THE PROBLEM.
Lay out the lines of the items below as a Markdown table with two columns, Row and Line, numbering each row and skipping any blank lines. Leave the pictures out of your answer.

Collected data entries
----------------

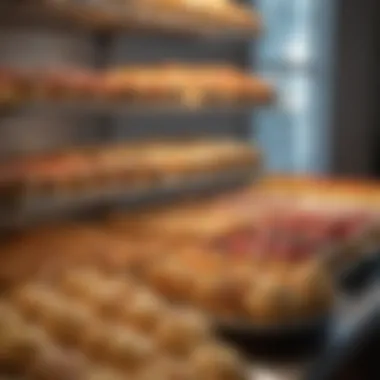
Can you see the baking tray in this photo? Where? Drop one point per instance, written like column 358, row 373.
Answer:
column 358, row 276
column 299, row 338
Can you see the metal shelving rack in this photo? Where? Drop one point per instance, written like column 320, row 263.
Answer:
column 105, row 40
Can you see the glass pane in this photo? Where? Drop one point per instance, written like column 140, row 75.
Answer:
column 288, row 35
column 286, row 131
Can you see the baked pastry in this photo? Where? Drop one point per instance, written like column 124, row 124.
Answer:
column 70, row 337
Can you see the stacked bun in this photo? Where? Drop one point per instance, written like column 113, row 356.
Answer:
column 63, row 328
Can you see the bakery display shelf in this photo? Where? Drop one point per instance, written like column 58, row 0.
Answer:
column 34, row 209
column 106, row 17
column 120, row 108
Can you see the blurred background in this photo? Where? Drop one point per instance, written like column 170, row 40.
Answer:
column 222, row 155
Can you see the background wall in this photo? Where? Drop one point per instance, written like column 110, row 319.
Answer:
column 356, row 136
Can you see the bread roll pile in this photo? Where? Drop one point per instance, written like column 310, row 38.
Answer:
column 89, row 326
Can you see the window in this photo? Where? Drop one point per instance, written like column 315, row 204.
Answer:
column 294, row 54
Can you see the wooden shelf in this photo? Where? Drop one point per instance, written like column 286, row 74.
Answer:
column 50, row 14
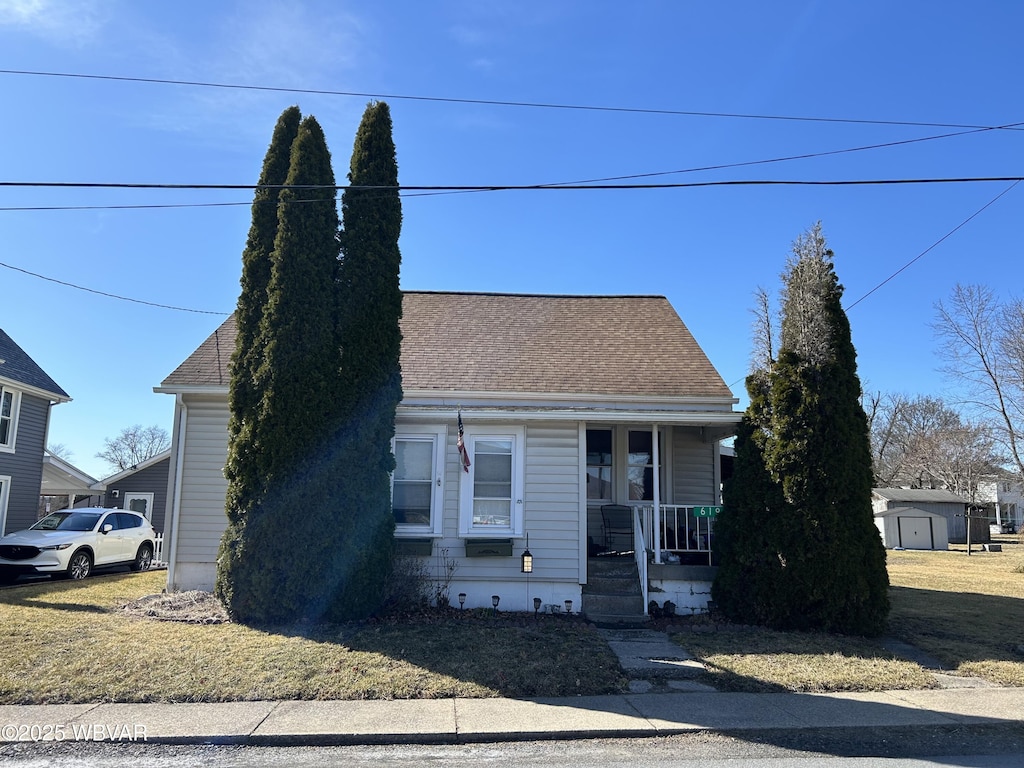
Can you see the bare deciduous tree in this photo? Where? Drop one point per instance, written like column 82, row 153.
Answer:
column 924, row 442
column 133, row 445
column 60, row 451
column 983, row 342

----------------

WORKED ANSWER.
| Row | Line |
|---|---|
| 1 | Can you see the baking tray in this photo? Where? Drop one point per instance, written like column 358, row 373. |
| 2 | Answer: |
| 3 | column 358, row 276 |
| 4 | column 299, row 338 |
| 5 | Can you see the metal shelving rack in this photo? Where? Drop one point per instance, written like column 320, row 263. |
| 6 | Answer: |
| 7 | column 105, row 40 |
| 8 | Can you see the glass pane in this photo? Where? Drop one point per instance, written like column 140, row 75. |
| 9 | Answer: |
| 10 | column 288, row 35 |
| 11 | column 286, row 131 |
| 12 | Can you see the baked pastry in this photo? Where? Drop one point per instance, written like column 124, row 124. |
| 13 | Answer: |
| 14 | column 70, row 337 |
| 15 | Can you see the stacked bun in this photo? Where? Drop one point per instance, written like column 113, row 356. |
| 16 | Answer: |
| 17 | column 63, row 328 |
| 18 | Can you see the bakery display shelf in this photo? Where? Drop one point per instance, written like column 58, row 0. |
| 19 | Answer: |
| 20 | column 34, row 209 |
| 21 | column 106, row 17 |
| 22 | column 120, row 108 |
| 23 | Can you see the blurred background in this photo? Where? Drop one point per instance, written like column 170, row 40. |
| 24 | Answer: |
| 25 | column 222, row 155 |
| 26 | Can you see the background wall in this photo? Where? Drop one point per instance, written like column 110, row 319. |
| 27 | Answer: |
| 28 | column 356, row 136 |
| 29 | Can you see the bread roll pile in this photo? Where? Drop one point per instance, written like column 310, row 38. |
| 30 | Answer: |
| 31 | column 89, row 326 |
| 32 | Can you see the window in this photo? Where? Drop one point per instance, written like column 315, row 204. |
| 33 | Answer: |
| 34 | column 294, row 54 |
| 35 | Can you see the wooden shelf in this photo? Where? Drop one point per instance, written like column 286, row 74. |
| 36 | Answer: |
| 37 | column 50, row 14 |
| 38 | Can you see the bare deciduous tree in this photo? Where? Drop one point per instance, written like column 82, row 153. |
| 39 | Answer: |
| 40 | column 924, row 442 |
| 41 | column 133, row 445 |
| 42 | column 60, row 451 |
| 43 | column 983, row 342 |